Excerpts from point annotation data:
<<<<

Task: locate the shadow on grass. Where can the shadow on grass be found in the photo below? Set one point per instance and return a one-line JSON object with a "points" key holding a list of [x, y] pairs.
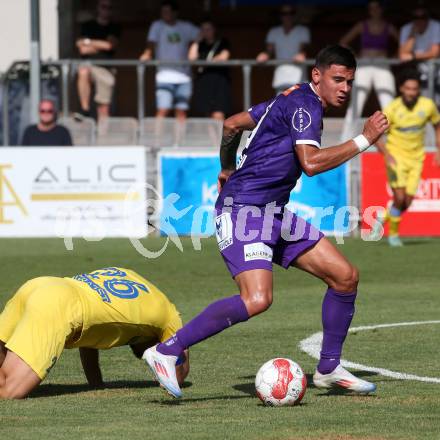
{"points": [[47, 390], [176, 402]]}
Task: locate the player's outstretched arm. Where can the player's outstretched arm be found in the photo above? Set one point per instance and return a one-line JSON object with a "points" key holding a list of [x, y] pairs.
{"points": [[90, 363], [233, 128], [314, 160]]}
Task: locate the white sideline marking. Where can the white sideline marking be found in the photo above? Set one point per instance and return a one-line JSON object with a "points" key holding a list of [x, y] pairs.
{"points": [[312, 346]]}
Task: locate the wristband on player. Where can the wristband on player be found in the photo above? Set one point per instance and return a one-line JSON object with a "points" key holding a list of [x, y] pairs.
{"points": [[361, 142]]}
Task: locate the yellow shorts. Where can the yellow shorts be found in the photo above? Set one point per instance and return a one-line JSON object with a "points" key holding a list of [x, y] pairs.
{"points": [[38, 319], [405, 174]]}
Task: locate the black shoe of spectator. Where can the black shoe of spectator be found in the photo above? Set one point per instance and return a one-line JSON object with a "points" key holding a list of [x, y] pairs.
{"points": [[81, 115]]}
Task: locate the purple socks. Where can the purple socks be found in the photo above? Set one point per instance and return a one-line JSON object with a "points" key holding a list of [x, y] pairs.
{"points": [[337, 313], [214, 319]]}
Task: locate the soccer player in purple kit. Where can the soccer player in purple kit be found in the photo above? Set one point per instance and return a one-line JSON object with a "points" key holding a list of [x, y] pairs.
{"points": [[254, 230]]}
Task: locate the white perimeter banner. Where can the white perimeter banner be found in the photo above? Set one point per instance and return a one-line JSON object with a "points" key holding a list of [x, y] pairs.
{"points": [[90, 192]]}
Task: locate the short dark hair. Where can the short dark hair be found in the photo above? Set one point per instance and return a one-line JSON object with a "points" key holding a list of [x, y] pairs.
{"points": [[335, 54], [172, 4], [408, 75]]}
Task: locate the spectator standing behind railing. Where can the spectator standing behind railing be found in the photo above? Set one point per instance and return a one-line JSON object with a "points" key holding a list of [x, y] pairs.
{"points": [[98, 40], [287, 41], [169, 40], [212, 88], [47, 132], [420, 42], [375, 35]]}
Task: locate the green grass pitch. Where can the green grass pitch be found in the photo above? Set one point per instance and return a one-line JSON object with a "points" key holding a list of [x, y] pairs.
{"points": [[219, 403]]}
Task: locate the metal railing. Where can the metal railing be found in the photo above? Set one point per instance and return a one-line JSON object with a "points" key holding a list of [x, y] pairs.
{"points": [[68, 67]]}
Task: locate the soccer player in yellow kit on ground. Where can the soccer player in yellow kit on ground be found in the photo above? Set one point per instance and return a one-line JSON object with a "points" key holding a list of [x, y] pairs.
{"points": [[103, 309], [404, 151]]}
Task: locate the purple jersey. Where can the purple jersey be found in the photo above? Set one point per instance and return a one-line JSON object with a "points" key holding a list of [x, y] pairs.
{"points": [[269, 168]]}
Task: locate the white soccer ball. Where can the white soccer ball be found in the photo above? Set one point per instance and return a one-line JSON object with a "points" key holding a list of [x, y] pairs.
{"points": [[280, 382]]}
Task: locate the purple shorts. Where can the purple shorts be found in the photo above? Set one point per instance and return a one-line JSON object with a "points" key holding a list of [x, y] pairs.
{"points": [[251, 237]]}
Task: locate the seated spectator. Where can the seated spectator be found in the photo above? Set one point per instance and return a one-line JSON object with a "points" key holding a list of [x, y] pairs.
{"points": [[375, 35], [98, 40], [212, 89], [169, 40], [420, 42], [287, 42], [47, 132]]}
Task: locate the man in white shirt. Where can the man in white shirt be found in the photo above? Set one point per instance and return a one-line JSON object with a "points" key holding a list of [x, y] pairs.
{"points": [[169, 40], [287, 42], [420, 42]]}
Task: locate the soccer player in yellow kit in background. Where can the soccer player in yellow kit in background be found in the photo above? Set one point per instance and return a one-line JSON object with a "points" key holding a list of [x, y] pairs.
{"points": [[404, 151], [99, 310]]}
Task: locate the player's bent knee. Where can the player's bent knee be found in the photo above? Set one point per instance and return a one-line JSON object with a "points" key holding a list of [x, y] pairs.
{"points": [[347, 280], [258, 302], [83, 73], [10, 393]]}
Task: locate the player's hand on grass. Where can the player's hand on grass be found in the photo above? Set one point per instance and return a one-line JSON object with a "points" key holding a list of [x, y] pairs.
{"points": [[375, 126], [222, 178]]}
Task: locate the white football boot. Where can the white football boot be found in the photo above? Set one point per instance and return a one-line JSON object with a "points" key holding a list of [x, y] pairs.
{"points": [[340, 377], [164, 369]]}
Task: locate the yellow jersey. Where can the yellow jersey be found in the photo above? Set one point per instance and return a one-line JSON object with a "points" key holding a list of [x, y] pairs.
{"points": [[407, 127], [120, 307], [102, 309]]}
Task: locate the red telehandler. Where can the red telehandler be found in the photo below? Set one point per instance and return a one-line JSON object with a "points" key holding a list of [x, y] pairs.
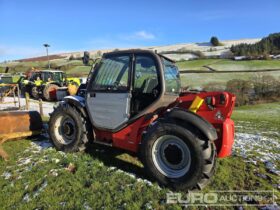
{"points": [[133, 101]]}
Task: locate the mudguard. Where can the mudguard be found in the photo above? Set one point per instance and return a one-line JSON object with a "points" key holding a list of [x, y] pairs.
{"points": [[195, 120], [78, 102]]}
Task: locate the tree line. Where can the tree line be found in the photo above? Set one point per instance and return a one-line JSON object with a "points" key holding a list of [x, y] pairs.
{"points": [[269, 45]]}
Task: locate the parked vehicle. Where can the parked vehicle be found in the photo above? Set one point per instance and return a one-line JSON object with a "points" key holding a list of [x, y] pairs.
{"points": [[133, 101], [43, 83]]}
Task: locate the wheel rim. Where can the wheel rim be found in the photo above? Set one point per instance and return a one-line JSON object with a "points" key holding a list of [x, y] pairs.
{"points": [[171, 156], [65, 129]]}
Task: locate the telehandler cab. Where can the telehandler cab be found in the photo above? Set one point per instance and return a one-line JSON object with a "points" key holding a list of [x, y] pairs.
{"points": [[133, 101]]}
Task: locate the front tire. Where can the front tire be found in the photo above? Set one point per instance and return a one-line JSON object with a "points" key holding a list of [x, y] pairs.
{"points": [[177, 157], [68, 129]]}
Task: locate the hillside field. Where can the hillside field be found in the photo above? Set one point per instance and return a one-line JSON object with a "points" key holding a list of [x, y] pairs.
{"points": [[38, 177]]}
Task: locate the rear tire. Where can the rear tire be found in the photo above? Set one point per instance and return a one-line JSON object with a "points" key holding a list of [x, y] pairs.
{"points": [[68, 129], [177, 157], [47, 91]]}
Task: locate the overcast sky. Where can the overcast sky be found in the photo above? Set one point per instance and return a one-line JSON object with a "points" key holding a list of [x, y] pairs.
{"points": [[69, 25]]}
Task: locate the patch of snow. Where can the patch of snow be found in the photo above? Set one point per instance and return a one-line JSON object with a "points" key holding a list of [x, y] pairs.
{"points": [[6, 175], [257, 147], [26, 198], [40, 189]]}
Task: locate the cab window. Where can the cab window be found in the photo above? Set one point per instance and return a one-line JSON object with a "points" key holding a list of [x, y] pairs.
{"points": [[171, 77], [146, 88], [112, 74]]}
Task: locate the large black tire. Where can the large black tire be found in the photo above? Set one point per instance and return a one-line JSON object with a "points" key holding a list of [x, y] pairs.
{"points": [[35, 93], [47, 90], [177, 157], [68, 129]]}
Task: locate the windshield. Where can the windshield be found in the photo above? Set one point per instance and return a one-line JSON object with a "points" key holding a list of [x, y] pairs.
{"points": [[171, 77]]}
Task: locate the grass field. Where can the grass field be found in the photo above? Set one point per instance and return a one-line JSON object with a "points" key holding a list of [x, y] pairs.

>>>>

**WRITTEN REQUEST**
The pictures should not appear in the copy; every other part of the records above must be returned exactly.

**FINAL ANSWER**
Task: locate the shadow on grass. Where can the shadow on grass be found in the photo below? Set one point per instance and return a one-line JSON object with a "points" key holding a list of [x, y] pairs.
{"points": [[47, 390], [176, 402]]}
Task: locate the player's outstretched arm. Where can the player's outstretched arm be found in the photo above? Set one point per instance and return a one-line JSON object with a "points" key holding a list of [x, y] pairs.
{"points": [[90, 363], [233, 128], [314, 160]]}
Task: locate the white sideline marking. Where can the white sideline marking be found in the photo above? Set one point per instance and return a one-line JSON object with a "points" key holding a list of [x, y] pairs.
{"points": [[312, 346]]}
Task: locate the wristband on player. Where can the wristband on player be found in the photo above? Set one point per instance and return a one-line JSON object with a "points" key holding a list of [x, y] pairs.
{"points": [[361, 142]]}
Task: locate the yellow shorts. Where can the yellow shorts be found in the photo above? Set one point per instance and return a one-line JSON object with a "points" key holding a list of [x, y] pairs.
{"points": [[38, 319], [405, 174]]}
Task: locate the black shoe of spectator. Where can the black shoe of spectator be found in the photo above? Set one point per instance and return a one-line JSON object with a "points" key holding a list of [x, y] pairs.
{"points": [[81, 115]]}
Task: locate the purple socks. Where can the purple socks be found in the photo above? Set one point per instance and return a one-line JSON object with a "points" key holding a list of [x, y] pairs.
{"points": [[337, 313], [214, 319]]}
Task: locate the soccer player in purple kit. Where can the soccer player in purple kit be found in the photo above? Set one point per instance and return a one-line JSON object with a "points" key holding a list of [x, y] pairs.
{"points": [[254, 230]]}
Task: locate the white perimeter banner. Where can the white perimeter banner be found in the photo above? Set one point per instance and return a one-line JSON object with a "points" key holding a list of [x, y] pairs.
{"points": [[90, 192]]}
Task: locate the short dark hair. Where can the short dark hair be found in the photo above? Set one point per instance and return a one-line JSON object with a "points" key holding a list of [x, y] pairs.
{"points": [[335, 54], [172, 4], [408, 75]]}
Task: locate the spectator standing behind railing. Where can the spectator standing behind railing be found in the photo above? Set one point per instance and return a one-line JSON object with a "points" key holding a list of [x, y] pairs.
{"points": [[98, 40], [287, 41], [169, 40], [212, 88], [47, 132], [420, 42], [375, 35]]}
Task: locate the green grass pitch. Where can the green grass pitch be found in the photo above? Set one point per instance and return a one-line JSON object with a "points" key holding a list of [x, y] pairs.
{"points": [[219, 403]]}
Task: locate the metal railing. Where can the metal railing be found in the photo above? Set one point per instance and return a one-line JSON object with a "points" key holding a list of [x, y] pairs.
{"points": [[68, 67]]}
Task: locate the soccer player in yellow kit on ground. Where can the soccer player in yellow kit on ground be found in the photo above? Set one point per instance and return a one-line JSON object with a "points" key holding a list of [x, y] pairs.
{"points": [[103, 309], [404, 151]]}
Task: locate the purple jersey. Where can the purple jersey be found in the photo above? Set one point per instance and return a one-line JSON object with a "points" key holding a list of [x, y] pairs.
{"points": [[269, 168]]}
Task: locate the white soccer ball. Where can the white soccer ball be found in the photo above? Set one point per instance and return a one-line JSON object with a "points" key holding a list of [x, y] pairs.
{"points": [[280, 382]]}
Task: locate the purple shorts. Where can the purple shorts be found in the photo above? Set one point per instance and return a one-line JSON object with a "points" key holding a list of [x, y] pairs.
{"points": [[251, 237]]}
Task: locate the seated spectator. Where can the seated spectator be found in the photo above? Set one point per instance and return a one-line JSON object with a "points" key holding a list of [x, y] pairs.
{"points": [[375, 35], [98, 40], [212, 89], [169, 40], [420, 42], [287, 42], [47, 132]]}
Task: locate the man in white shirt. Where can the man in white shirt be found in the photo above? Set one point per instance and return a one-line JSON object with a "points" key holding a list of [x, y] pairs.
{"points": [[169, 40], [287, 42], [420, 42]]}
Task: locate the soccer player in yellow kit in background. Where can the soccer player in yellow kit in background be found in the photo above? Set one point per instance and return a one-line JSON object with a "points" key holding a list of [x, y] pairs.
{"points": [[404, 151], [99, 310]]}
Task: locate the player's bent knee. Where can the player's bent knee be found in the photo above? Set one point per instance and return a one-line JSON object with a "points" key holding a list of [x, y] pairs.
{"points": [[347, 280], [258, 302], [83, 73], [10, 393]]}
Task: locate the player's hand on grass. Where can the player's hand on grass be found in the photo above? Set one point per instance and return a one-line JSON object with a "points" key holding a list of [x, y] pairs.
{"points": [[375, 126], [222, 178]]}
Task: locate the white football boot. Where can the white football boot be found in the photo above? Set one point per instance and return a one-line JSON object with a "points" key holding a list of [x, y] pairs.
{"points": [[340, 377], [164, 369]]}
Task: locate the yellow jersey. Where can the yellow jersey be found in the photo above? Set one point per instance and return a one-line JSON object with a "points" key holding a list of [x, y] pairs.
{"points": [[407, 127], [120, 307], [102, 309]]}
Task: locate the red telehandler. Where can the red telehandler be found in the photo below? Set one point per instance and return a one-line JSON object with a "points" key holding a list of [x, y] pairs.
{"points": [[133, 101]]}
Task: locate the mudguard. Where can the mudguard be found in the photo above? Set one point per instance and return a one-line JSON object with a "points" key holding a list of [x, y] pairs.
{"points": [[195, 120], [78, 102]]}
Task: locate the tree line. Where can the tree line be found in the photo above? Set one point per instance and return a one-line JSON object with a "points" key holding a list of [x, y] pairs.
{"points": [[269, 45]]}
Task: locate the parked vehicle. Where can the parked vehicle be found in the photo above? Set one point per instance and return a one-line JSON object with a "points" key holding a list of [x, y] pairs.
{"points": [[133, 101], [43, 83]]}
Task: locate the wheel rim. Where can the wheel rim be found in the photo above? Set one point per instance and return a one-line JSON object with a "points" key holding a list of [x, y] pairs.
{"points": [[171, 156], [65, 129]]}
Task: locate the telehandler cab. Where can the telehandler cab be found in the photo above? Set one point per instance and return a one-line JSON object with a "points" key holding a list of [x, y] pairs.
{"points": [[133, 101]]}
Task: locate the front tire. Where can the front tire be found in the photo above? Set one point per instance and return a one-line JSON object with a "points" key holding a list of [x, y] pairs.
{"points": [[177, 157], [68, 129]]}
Task: locate the hillside field. Where can the hillside field be found in the photo above? Set one point per instance and return a one-line JSON object with a "points" key holding a list of [x, y] pairs.
{"points": [[38, 177]]}
Task: locate the rear tire. Where can the rear tire be found in the photo above? Set one point per instance and return a one-line JSON object with a "points" key holding a list of [x, y] pairs.
{"points": [[68, 129], [177, 157], [47, 91]]}
Task: locate the overcast sky. Where can the overcast sky be found in the photo above? Set one point per instance and return a one-line JSON object with a "points" key holding a list of [x, y] pairs.
{"points": [[69, 25]]}
Task: locate the patch of snow. Where can the patch of snow be found in the photo above? Set one point per instance and return a one-line JSON object with a "points" key holding a list of [x, y] pairs.
{"points": [[6, 175], [257, 147], [26, 198], [40, 189]]}
Task: locate the cab window. Where can the cab window be found in the photo above? Set one point per instance and return a one-line JSON object with a "points" key holding a list of [x, y] pairs.
{"points": [[171, 77], [146, 88], [112, 74]]}
Task: locate the large black tire. Where can the large black tire be found in the photo above? Set one point per instance and return a one-line JSON object with a "points" key holding a list of [x, y] pairs.
{"points": [[35, 93], [47, 90], [177, 157], [68, 129]]}
Task: locate the windshield. Where can the windshield be found in the photo above? Set one point per instance and return a one-line JSON object with a "points" key holding a list of [x, y] pairs.
{"points": [[171, 77]]}
Task: locate the grass field. Where can the grass field be found in the photo above? Set one point per instance and return a one-line JSON object with a "points" key holding a list of [x, y] pairs.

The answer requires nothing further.